• Enunciado da tarefa
Transcreva o trecho do texto sobre alteração de contratos que começa em "Nos dois casos, o" e termina em "de Julgamento: 20/02/2018)".

Nos dois casos, o contrato, caso considerado um contrato administrativo, pode ser alterado. Nesse sentido, o Art. 124, II, “d”, da Lei 14.133/2021, prevê que pode haver alteração acordada quando “…para restabelecer o equilíbrio econômico-financeiro inicial do contrato em caso de força maior, caso fortuito ou fato do príncipe ou em decorrência de fatos imprevisíveis ou previsíveis de consequências incalculáveis…”. Esta regra, que já existia na lei anterior de licitações, foi efetivamente usada em casos relativos a variações financeiras incalculáveis (ex. STJ - REsp: 1433434 DF 2011/0163895-7, Relator: Ministro SÉRGIO KUKINA, Data de Julgamento: 20/02/2018)
Se a relação for considerada de natureza cível, por se tratar de fundo privado, também há solução jurídica. Nesse caso, a saída também pode passar pela denominada “teria da imprevisão”, genericamente, ou por uma discussão sobre “onerosidade excessiva”. Sobre esse último caminho, o Código Civil Brasileiro, diz que os contratos excessivamente onerosos podem ser desfeitos por resolução e que essa medida extrema pode ser evitada se a parte demandada “…modificar eqüitativamente as condições do contrato” (Art. 479).
Sobre a teoria da imprevisão aplicada a contratos de Fies em virtude dos efeitos da pandemia há decisão de Tribunal Federal (TRF-4. AG: 50265162220204040000 5026516-22.2020.4.04.0000, 2020) e sobre onerosidade excessiva de aportes a um fundo existe decisão de Tribunal Estadual (TJ-PR. APL: 00081644320168160075 PR 0008164-43.2016.8.16.0075, 2019). Portanto, ambas as teses são, em princípio, viáveis.
Esse tipo de solução jurídica é reforçada pela Lei de Liberdade Econômica que reconhece a “vulnerabilidade do particular perante o Estado” (Art. 2º, IV) e afirma que ele deve “…gozar de presunção de boa-fé nos atos praticados no exercício da atividade econômica…” (Art. 4º, V). As duas diretrizes são importantes, pois pode haver um contraponto entre a atuação das mantenedoras e a da CEF nesse caso. A CEF, um agente público, era responsável por fazer as cobranças de dívidas do Fies e a variável que mais afetou o crescimento do valor do aporte das mantenedoras foi um suposto aumento da inadimplência dos estudantes.

[Itens listados em um conjunto de dados]
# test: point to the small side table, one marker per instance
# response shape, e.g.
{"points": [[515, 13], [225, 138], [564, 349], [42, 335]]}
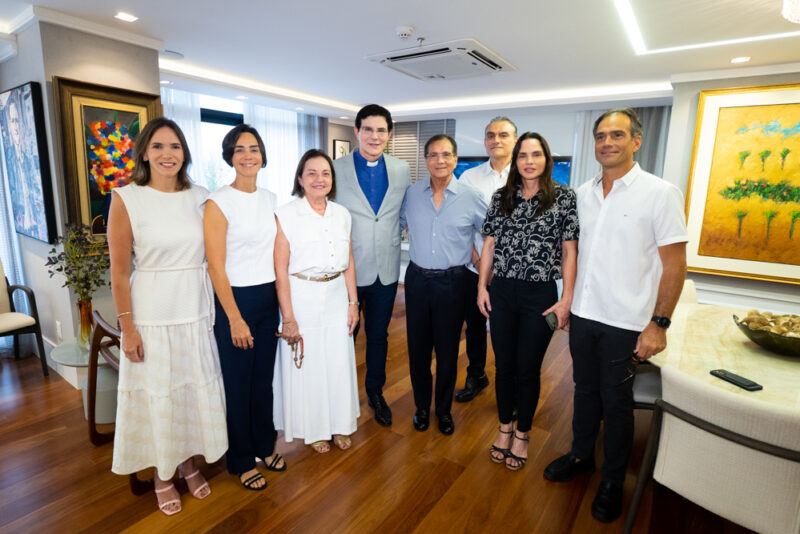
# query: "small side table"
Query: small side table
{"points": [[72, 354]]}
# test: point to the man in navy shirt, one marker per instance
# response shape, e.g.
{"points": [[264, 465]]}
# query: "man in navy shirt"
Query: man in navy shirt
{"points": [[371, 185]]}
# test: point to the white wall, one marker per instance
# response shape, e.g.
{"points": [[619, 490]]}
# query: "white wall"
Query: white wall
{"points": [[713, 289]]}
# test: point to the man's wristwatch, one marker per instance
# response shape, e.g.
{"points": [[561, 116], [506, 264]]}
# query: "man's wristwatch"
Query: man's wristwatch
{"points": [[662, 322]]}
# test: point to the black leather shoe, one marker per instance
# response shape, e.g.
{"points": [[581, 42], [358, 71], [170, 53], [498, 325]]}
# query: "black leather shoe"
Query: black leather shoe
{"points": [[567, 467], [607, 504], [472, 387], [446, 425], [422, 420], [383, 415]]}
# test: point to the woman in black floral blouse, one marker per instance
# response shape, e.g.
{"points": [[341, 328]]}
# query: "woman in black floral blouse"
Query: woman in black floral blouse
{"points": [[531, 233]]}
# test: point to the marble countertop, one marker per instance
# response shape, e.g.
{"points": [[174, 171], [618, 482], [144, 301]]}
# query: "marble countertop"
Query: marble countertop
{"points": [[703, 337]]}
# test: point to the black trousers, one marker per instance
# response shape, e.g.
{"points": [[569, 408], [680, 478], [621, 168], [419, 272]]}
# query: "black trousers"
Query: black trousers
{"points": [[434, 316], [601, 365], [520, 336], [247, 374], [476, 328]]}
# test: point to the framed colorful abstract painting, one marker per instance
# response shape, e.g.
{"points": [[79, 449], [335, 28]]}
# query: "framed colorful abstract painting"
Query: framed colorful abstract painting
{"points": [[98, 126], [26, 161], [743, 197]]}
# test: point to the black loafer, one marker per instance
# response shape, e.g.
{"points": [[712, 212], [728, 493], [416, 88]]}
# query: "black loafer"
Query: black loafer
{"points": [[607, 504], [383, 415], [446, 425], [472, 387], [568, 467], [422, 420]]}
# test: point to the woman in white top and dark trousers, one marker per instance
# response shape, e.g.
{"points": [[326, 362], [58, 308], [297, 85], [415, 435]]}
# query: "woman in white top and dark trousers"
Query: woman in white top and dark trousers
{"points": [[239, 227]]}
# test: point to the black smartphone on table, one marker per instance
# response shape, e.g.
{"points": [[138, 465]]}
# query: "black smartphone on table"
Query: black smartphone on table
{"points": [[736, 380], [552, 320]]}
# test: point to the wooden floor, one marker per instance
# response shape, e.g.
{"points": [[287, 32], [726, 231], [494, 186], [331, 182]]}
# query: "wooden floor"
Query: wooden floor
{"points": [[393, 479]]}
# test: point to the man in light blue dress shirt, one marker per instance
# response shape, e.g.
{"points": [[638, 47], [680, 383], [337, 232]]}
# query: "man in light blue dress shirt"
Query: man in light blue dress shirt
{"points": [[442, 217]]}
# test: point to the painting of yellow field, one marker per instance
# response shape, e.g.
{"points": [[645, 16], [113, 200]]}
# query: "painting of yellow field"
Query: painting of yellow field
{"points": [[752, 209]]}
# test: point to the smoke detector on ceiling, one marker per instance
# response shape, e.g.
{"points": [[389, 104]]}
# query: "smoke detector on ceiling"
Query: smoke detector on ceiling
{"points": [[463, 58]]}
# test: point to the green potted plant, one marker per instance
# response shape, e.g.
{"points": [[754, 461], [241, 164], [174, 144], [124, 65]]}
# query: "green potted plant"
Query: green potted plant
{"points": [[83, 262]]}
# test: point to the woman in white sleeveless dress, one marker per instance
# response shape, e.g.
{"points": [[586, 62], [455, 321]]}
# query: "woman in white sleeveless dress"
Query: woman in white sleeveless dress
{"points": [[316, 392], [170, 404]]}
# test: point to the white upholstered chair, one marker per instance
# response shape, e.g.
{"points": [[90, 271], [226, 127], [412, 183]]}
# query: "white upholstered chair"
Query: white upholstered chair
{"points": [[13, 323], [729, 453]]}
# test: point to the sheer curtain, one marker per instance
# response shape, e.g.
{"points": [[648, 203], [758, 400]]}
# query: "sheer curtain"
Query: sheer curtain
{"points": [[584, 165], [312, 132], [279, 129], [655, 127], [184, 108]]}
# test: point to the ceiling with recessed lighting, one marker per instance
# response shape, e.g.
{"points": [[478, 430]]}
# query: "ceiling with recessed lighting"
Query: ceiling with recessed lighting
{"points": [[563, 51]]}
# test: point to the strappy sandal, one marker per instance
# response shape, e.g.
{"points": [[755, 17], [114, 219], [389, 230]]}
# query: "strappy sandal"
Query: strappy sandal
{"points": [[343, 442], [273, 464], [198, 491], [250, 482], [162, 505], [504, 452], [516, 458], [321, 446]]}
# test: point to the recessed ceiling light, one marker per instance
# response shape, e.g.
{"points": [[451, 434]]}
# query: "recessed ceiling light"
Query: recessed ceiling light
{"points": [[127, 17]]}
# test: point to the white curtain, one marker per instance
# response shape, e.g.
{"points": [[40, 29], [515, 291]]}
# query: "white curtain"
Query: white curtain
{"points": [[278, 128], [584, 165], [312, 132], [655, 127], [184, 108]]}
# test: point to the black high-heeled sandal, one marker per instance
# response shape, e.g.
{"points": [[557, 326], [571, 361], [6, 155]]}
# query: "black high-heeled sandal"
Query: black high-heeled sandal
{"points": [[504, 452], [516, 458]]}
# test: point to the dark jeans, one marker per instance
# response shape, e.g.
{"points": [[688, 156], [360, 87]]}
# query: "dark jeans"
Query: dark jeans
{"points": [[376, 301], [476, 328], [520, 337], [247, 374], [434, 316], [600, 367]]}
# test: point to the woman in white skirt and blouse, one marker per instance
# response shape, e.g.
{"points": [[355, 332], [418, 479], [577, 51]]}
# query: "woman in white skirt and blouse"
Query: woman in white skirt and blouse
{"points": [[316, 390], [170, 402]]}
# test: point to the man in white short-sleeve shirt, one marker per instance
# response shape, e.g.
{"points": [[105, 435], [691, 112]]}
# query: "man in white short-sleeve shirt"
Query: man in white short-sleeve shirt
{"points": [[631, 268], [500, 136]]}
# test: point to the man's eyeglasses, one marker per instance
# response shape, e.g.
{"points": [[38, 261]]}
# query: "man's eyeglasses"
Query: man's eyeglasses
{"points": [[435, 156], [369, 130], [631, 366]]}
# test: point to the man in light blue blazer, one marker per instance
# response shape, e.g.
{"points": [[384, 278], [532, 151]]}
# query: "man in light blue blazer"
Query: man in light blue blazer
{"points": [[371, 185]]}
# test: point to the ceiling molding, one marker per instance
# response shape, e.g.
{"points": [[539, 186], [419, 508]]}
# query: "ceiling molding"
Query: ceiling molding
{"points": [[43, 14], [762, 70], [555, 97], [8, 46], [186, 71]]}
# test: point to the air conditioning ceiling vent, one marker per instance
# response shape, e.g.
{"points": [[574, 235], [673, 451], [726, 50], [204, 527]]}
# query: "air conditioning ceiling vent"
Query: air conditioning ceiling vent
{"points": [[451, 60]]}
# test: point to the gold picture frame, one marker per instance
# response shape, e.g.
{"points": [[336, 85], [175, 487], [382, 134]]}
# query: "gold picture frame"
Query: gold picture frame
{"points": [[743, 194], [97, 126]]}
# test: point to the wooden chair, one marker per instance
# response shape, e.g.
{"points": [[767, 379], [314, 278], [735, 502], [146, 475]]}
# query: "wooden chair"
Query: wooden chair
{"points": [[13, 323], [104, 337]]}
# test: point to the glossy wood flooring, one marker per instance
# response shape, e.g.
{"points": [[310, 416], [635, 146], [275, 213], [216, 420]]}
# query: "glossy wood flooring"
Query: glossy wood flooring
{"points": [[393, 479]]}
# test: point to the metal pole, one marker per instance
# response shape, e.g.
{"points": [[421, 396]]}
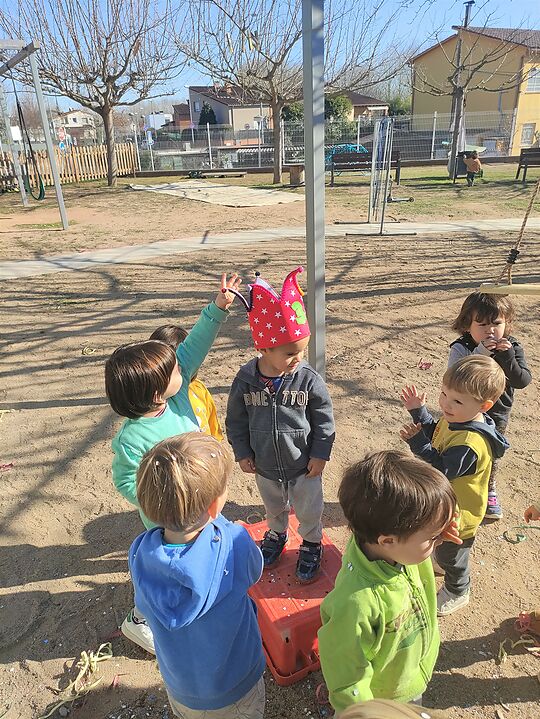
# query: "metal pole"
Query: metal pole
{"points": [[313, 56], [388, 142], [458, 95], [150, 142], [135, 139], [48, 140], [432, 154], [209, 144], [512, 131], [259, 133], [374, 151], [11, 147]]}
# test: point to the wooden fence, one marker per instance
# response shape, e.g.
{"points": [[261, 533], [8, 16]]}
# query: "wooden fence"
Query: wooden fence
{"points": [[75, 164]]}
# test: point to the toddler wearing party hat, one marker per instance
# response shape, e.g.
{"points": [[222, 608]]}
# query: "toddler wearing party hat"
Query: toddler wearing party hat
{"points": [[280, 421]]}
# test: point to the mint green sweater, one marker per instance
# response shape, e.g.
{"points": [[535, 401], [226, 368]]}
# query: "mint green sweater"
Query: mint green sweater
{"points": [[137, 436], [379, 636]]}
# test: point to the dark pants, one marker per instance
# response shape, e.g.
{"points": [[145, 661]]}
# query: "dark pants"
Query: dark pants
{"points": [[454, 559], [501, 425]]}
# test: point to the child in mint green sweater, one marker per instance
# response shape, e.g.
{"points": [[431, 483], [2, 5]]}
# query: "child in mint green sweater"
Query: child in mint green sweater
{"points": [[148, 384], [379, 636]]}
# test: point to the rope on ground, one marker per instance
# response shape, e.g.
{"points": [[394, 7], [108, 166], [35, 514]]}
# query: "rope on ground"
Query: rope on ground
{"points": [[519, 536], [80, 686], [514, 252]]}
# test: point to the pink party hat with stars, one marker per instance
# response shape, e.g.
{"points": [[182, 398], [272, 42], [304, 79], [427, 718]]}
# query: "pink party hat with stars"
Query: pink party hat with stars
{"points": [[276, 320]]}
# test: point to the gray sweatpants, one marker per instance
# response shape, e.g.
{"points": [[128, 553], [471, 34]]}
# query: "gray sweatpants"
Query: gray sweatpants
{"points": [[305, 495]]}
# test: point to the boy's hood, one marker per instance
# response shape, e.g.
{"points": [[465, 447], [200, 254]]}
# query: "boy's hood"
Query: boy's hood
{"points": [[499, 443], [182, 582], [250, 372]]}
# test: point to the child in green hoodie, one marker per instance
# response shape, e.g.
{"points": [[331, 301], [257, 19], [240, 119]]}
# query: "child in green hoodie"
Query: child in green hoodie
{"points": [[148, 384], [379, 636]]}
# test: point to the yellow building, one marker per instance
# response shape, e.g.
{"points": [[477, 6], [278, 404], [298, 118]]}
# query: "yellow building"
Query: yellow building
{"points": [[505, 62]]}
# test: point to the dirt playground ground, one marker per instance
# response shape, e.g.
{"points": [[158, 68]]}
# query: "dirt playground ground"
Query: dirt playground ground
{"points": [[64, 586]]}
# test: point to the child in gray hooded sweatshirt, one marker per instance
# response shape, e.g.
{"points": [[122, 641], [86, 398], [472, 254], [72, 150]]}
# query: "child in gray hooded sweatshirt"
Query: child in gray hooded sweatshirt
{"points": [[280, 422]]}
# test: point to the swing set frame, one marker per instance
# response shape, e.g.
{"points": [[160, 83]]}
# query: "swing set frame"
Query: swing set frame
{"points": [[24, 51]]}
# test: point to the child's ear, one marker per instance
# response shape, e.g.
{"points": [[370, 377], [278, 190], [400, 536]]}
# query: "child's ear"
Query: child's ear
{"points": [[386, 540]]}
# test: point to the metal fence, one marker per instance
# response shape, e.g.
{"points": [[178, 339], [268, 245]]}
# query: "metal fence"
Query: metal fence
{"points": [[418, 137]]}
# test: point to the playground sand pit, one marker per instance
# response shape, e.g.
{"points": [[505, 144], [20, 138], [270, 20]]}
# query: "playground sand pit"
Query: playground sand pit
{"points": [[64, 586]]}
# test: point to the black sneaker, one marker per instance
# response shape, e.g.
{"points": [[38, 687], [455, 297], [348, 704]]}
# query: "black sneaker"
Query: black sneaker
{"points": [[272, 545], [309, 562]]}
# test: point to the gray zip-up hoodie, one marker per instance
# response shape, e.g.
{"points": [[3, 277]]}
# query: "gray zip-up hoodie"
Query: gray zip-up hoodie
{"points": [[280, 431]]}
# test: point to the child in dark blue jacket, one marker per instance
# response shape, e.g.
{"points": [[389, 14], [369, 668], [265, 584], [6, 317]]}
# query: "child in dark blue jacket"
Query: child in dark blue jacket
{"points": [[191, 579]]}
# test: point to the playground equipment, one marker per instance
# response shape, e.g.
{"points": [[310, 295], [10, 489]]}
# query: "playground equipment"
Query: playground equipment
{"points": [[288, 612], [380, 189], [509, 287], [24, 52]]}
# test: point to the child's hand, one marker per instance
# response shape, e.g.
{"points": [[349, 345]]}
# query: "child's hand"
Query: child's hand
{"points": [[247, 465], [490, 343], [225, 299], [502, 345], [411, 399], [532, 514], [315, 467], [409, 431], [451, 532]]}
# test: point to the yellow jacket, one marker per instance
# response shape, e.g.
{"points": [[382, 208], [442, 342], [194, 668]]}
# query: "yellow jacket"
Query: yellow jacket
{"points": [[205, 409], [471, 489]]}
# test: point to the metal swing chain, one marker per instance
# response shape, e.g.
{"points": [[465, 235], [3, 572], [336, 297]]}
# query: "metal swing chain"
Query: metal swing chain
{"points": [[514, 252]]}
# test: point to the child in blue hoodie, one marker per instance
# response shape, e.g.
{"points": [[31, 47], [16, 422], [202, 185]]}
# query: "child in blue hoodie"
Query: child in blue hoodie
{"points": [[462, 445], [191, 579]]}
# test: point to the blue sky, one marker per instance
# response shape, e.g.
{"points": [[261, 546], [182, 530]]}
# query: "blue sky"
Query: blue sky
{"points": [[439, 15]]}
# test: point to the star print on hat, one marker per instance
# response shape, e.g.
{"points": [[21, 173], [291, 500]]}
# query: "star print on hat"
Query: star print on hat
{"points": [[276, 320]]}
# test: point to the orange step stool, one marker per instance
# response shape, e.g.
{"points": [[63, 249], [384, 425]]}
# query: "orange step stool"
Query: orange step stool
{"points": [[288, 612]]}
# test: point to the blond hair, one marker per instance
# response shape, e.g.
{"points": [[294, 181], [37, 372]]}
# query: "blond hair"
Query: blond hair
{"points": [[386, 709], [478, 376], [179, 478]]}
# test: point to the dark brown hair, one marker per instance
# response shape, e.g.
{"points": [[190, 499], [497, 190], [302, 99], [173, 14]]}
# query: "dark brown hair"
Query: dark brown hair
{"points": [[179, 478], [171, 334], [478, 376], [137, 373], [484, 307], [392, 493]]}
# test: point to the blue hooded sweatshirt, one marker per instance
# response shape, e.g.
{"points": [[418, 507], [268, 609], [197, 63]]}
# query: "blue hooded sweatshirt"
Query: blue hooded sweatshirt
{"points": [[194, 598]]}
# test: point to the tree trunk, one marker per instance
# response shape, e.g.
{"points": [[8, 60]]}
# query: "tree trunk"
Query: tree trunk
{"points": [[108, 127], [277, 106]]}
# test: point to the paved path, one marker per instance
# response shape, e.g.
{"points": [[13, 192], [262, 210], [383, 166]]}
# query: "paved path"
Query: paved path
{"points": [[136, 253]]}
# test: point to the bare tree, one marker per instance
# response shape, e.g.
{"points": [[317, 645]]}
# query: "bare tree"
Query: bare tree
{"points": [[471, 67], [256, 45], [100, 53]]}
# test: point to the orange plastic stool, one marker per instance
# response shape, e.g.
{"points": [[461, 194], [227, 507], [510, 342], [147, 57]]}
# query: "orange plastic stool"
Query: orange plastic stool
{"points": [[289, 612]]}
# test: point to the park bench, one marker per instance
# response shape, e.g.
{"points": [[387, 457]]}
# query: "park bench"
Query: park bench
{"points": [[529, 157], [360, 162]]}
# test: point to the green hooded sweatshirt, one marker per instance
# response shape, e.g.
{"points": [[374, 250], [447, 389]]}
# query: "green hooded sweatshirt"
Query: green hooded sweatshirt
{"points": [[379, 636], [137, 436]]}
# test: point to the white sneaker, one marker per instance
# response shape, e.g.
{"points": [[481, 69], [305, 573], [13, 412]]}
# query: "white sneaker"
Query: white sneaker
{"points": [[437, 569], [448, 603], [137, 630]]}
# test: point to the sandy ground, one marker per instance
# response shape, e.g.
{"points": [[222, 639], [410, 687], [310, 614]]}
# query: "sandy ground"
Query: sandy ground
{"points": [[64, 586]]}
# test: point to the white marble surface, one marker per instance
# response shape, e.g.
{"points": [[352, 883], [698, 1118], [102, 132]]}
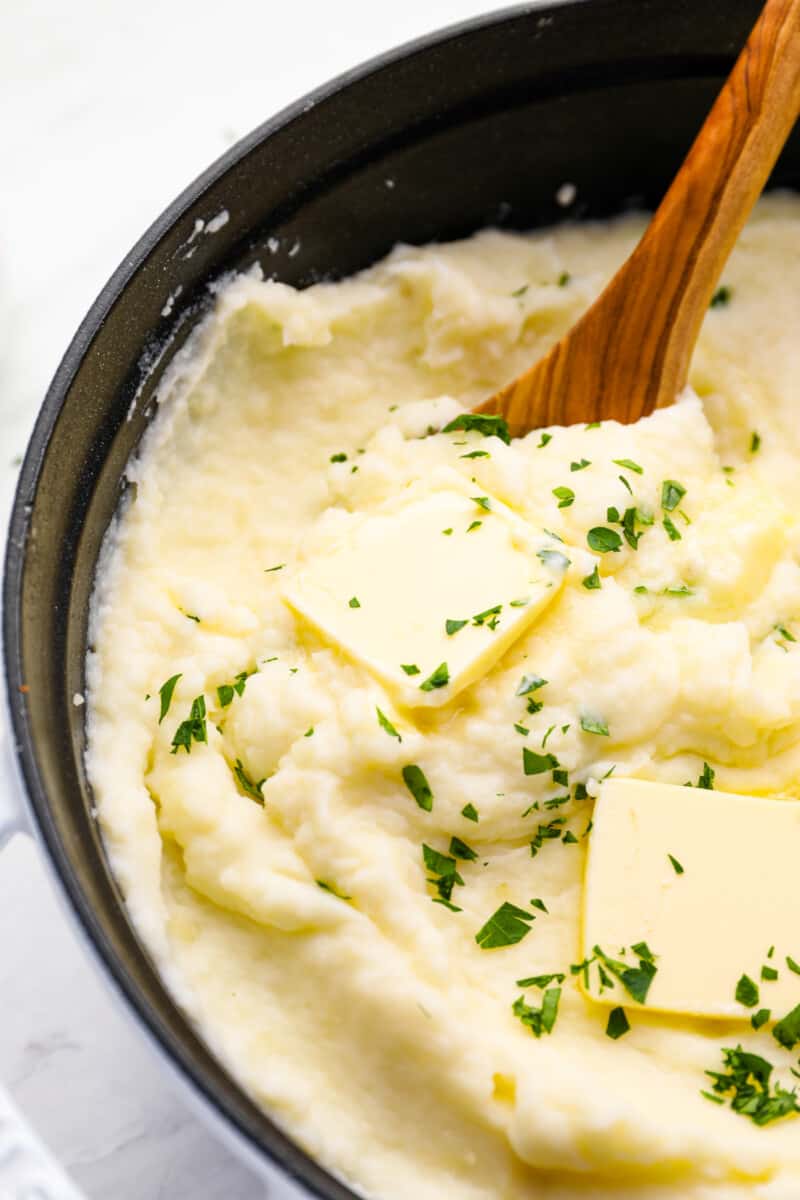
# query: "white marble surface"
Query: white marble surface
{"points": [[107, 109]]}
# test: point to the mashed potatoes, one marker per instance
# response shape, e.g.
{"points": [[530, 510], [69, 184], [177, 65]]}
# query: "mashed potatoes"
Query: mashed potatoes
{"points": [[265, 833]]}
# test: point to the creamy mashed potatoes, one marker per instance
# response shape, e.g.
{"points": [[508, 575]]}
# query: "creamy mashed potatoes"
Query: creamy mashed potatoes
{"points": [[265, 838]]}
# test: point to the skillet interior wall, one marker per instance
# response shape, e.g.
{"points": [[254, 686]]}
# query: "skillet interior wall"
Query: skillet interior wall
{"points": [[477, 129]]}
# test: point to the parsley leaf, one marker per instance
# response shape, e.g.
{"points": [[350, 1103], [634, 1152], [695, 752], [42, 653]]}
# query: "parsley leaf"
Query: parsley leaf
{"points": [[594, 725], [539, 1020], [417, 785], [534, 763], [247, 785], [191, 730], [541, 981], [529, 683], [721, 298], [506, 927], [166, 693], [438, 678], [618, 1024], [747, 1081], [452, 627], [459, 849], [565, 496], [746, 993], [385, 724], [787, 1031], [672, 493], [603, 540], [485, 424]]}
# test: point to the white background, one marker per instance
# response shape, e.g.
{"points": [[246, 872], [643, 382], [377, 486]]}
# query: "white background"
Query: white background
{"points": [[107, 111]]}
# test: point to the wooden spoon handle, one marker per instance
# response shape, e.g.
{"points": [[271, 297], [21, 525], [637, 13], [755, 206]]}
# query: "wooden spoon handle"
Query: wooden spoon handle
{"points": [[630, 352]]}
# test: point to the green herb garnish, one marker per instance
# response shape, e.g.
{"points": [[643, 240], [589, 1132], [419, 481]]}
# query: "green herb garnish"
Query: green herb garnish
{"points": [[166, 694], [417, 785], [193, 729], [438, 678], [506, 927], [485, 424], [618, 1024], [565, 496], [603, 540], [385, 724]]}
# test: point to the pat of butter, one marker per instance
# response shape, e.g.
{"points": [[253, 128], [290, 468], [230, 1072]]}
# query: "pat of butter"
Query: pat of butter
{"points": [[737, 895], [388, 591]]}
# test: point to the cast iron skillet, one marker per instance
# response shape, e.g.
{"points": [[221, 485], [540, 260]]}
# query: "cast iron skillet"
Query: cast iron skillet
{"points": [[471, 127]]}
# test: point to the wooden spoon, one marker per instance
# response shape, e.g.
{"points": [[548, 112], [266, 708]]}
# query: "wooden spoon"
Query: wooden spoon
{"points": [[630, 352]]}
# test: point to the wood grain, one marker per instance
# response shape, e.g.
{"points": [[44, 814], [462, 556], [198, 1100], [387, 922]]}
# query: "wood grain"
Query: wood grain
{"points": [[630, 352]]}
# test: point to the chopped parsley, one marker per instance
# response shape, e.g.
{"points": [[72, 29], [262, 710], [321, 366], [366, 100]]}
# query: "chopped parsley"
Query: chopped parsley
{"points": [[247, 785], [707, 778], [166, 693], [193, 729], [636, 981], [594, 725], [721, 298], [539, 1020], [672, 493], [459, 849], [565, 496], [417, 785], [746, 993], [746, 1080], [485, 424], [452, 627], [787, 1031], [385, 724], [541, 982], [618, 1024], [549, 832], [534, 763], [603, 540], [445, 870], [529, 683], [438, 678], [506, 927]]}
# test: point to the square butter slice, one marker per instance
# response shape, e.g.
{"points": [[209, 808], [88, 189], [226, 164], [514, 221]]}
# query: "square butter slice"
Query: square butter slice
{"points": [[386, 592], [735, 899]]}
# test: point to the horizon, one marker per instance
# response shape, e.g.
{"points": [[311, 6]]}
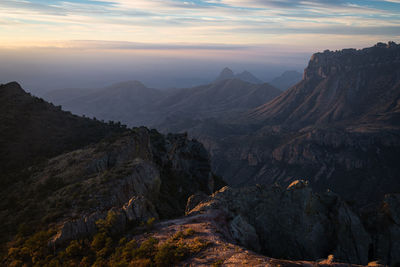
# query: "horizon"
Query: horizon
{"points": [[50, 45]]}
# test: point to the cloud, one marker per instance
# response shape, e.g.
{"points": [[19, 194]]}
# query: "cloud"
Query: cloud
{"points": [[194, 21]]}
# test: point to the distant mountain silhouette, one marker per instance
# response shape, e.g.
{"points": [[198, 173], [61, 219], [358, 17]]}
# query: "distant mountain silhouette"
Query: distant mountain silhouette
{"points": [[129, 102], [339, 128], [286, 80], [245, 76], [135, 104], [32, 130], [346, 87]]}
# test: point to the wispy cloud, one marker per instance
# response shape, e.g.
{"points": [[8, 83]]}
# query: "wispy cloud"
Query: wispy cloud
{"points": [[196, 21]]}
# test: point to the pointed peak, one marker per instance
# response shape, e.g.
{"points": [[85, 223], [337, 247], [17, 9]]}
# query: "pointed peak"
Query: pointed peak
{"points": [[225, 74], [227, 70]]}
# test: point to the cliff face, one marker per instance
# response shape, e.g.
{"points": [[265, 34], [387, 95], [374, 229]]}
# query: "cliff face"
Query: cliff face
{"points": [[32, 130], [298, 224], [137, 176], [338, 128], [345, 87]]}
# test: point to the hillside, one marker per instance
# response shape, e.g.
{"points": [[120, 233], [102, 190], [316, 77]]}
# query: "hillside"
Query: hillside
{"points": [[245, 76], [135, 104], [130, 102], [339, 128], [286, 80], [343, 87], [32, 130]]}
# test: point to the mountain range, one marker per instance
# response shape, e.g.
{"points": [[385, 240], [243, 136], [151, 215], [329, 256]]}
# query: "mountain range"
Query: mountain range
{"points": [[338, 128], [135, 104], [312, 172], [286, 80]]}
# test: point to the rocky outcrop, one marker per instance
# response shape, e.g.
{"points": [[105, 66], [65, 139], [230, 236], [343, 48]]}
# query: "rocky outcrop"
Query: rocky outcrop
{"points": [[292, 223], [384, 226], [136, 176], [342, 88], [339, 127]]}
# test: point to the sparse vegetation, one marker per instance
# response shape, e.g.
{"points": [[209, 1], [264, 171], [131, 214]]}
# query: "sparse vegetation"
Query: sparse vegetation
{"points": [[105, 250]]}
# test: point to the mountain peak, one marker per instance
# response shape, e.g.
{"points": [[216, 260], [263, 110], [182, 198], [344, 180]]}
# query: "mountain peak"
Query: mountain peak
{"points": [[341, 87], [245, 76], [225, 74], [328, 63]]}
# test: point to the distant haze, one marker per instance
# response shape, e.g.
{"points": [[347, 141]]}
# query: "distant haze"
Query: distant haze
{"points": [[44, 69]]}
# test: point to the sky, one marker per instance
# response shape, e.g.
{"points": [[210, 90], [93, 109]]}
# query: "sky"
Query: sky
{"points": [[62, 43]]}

• Resolução do exercício
Nos dois casos, o contrato, caso considerado um contrato administrativo, pode ser alterado. Nesse sentido, o Art. 124, II, “d”, da Lei 14.133/2021, prevê que pode haver alteração acordada quando “…para restabelecer o equilíbrio econômico-financeiro inicial do contrato em caso de força maior, caso fortuito ou fato do príncipe ou em decorrência de fatos imprevisíveis ou previsíveis de consequências incalculáveis…”. Esta regra, que já existia na lei anterior de licitações, foi efetivamente usada em casos relativos a variações financeiras incalculáveis (ex. STJ - REsp: 1433434 DF 2011/0163895-7, Relator: Ministro SÉRGIO KUKINA, Data de Julgamento: 20/02/2018)